____ Предложенный отрывок

В. Лазурский. Путь к книге | ЗРЕЛОСТЬ | ПРОЕКТИРОВАНИЕ КНИГ


Когда я начал работать в первые послевоенные годы в московских и киевских издательствах, художнику-оформителю книг заказывались обычно лишь эскиз и оригинал обложки или переплета. К этому минимуму «книжной одежды», требующему вмешательства художника, добавлялся еще довольно часто рисованный титульный лист. Лишь в редких случаях удавалось мне получить заказ на книгу, декорируемую орнаментальными заставками и концовками, инициалами и линейками, снабжаемую форзацами, суперобложкой или парадным футляром.

В эти трудные годы мне приходилось оформлять до двадцати книг в течение года, а многие мои товарищи, которым это давалось легче, делали их еще больше. В набор и верстку оформитель не вмешивался. Все проблемы макетирования текста и иллюстраций решались в технической и художественной редакциях издательства. Такова была практика работы всех московских издательств, больших и маленьких, еще и в 50-х годах.

________

Задание:
Продолжите отрывок о работе художника-оформителя книг в послевоенных издательствах, начав сразу после его последнего предложения.

____ Раздел данных

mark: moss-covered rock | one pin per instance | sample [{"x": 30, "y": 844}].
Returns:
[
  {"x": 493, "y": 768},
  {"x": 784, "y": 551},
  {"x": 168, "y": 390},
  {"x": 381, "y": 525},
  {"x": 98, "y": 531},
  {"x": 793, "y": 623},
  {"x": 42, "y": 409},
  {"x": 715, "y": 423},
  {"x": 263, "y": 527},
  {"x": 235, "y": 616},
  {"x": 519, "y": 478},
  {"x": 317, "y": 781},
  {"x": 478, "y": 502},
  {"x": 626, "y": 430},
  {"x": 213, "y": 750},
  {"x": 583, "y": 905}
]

________

Ответ на задание:
Что касается иллюстраций, то в Гослитиздате и Детгизе помимо оформителей работала целая армия иллюстраторов, причем, как и в старину, существовал естественный для книжного искусства симбиоз оформителей с иллюстраторами, делившими между собой труд над одной и той же книгой. Лишь немногим удавалось одинаково хорошо справляться и с декоративно-шрифтовым оформлением и с иллюстрациями. К числу таких универсалов принадлежали, например, В. А. Фаворский и С. М. Пожарский. Очень часто содружество двух художников — оформителя и иллюстратора — было постоянным, продолжаясь от книги к книге в течение многих лет. Я упоминал уже о том, как в начале работы в Гослитиздате я постоянно работал вместе с Линой Кравченко.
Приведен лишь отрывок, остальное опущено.